* O que fazer
No texto fornecido, em qual área quem escreve tenta se concentrar?

* Texto fornecido
____

Não adianta ouvir essas pessoas para conselhos para sobreviver nos anos 2020. Você vai passar por dificuldades extremas se repetir meu erro.

Freire só colocou muita esperança em empregos não-tradicionais, como de programador, mas a realidade é que esse mercado também está ficando saturado. Eu mesmo tento focar na área de ciência de dados mas vejo na pele a dificuldade. É verdade que provavelmente não me dedico tanto quanto deveria para me especializar, mas ainda assim não é como se existissem muitas oportunidades de entrada quando sempre colocam pré-requisitos completamente fora da realidade em vagas como trainee ou júnior. Mas, de fato, ainda é melhor esse mercado que o tradicional.

O que eu herdei das gerações anteriores é análogo a um vício em alguma droga. A economia boomer e todo o seu keynesianismo só serviram para criar um vício geracional que aliena as pessoas do problema real: empregos servem para gerar riqueza e suprir necessidades. Funcionários públicos frequentemente servem para o contrário dessas duas coisas, empresas grandes, para manter uma imagem corporativa positiva, frequentemente empregam pessoas que fazem o contrário de ambas as coisas (sim, estou olhando para vocês, galera de Recursos Humanos), e assim por diante.

____

* Dados para análise
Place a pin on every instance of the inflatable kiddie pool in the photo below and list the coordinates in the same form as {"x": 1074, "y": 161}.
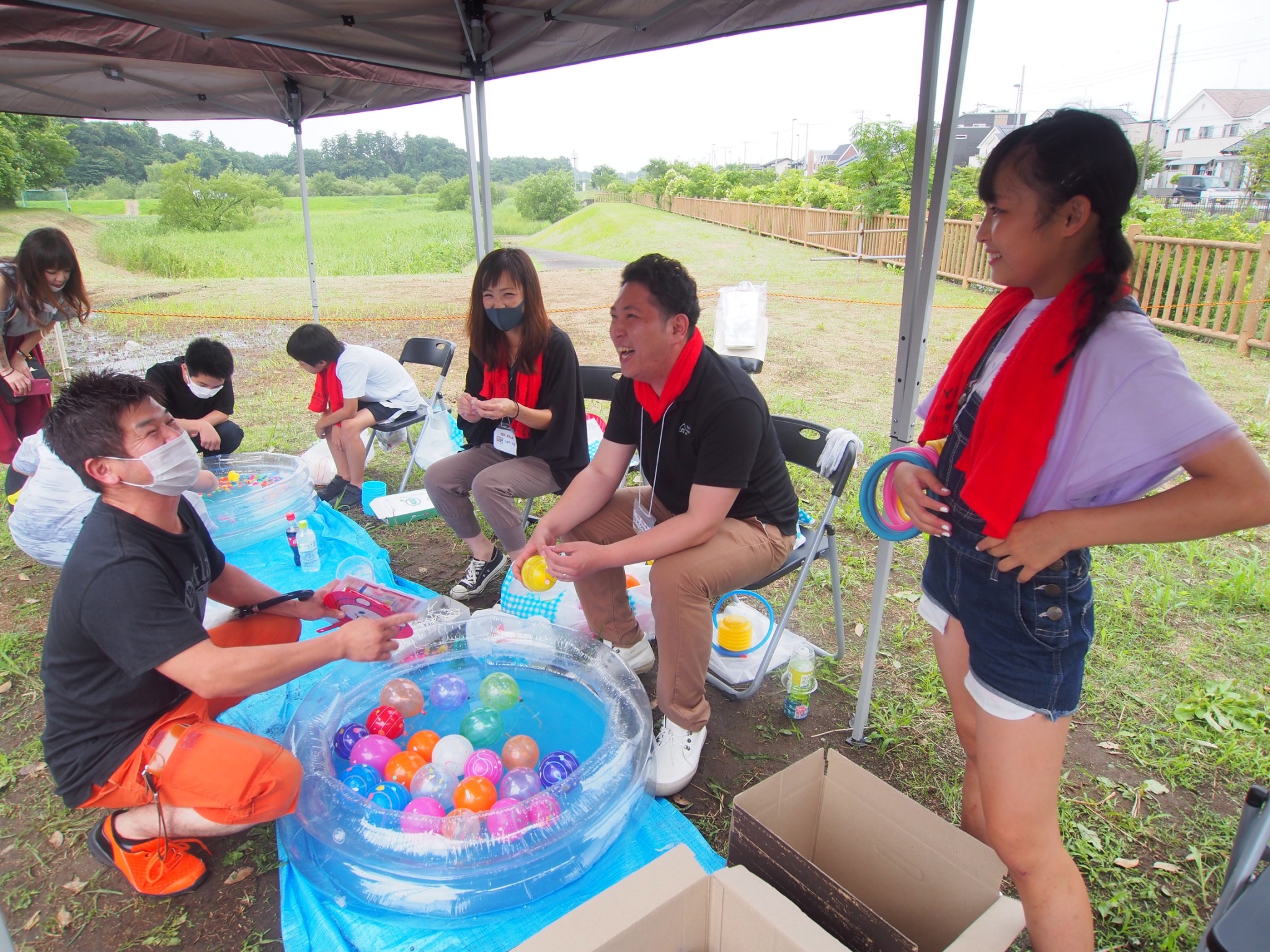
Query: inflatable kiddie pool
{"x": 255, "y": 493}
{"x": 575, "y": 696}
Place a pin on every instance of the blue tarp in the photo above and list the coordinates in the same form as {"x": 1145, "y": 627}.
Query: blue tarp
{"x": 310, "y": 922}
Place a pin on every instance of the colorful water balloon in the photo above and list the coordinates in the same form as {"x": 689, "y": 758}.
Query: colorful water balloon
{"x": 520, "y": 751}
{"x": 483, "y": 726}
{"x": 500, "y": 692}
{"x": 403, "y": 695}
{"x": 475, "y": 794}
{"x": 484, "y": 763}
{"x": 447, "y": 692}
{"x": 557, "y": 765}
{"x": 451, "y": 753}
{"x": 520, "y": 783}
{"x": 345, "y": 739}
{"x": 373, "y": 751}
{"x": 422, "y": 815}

____

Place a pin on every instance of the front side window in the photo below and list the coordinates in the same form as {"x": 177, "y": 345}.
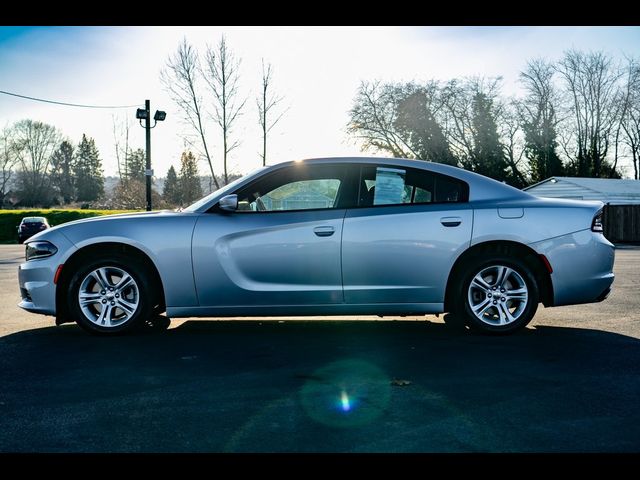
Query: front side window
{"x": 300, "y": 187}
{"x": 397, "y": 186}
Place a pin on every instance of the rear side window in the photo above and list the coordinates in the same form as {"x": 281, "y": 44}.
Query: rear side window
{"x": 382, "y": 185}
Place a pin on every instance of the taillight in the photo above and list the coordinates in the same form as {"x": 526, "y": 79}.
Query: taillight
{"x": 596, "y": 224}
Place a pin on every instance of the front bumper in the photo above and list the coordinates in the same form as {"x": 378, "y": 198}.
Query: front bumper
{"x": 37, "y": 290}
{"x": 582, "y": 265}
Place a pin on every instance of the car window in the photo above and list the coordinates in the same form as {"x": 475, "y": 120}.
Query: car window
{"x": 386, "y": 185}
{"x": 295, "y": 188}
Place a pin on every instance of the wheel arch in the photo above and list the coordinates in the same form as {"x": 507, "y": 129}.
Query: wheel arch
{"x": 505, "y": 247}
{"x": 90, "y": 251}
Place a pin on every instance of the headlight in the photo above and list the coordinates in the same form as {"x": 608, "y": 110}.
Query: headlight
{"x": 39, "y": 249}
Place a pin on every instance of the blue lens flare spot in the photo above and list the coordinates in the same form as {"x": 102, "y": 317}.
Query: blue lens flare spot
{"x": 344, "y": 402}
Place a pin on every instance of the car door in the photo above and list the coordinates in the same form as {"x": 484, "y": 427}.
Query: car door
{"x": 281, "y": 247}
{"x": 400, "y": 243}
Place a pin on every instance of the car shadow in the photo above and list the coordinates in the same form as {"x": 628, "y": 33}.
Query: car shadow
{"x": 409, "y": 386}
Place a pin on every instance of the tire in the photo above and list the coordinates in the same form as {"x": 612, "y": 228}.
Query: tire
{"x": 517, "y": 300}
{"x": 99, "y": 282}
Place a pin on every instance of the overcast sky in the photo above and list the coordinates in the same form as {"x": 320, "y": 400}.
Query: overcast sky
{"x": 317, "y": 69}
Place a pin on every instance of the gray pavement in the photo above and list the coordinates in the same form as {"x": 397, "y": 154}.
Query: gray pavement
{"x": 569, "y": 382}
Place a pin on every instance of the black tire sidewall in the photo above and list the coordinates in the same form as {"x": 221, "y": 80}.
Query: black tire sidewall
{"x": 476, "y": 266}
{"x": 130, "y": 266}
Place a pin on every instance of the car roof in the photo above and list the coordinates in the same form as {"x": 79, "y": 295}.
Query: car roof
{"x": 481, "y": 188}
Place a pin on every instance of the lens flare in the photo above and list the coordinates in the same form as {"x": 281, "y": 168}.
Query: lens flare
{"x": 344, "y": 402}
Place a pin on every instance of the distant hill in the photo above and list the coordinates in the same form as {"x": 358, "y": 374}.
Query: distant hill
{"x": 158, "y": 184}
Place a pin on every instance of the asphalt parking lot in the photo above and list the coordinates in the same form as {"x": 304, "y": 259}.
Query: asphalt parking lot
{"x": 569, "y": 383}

____

* Resultado
Na área de ciência de dados.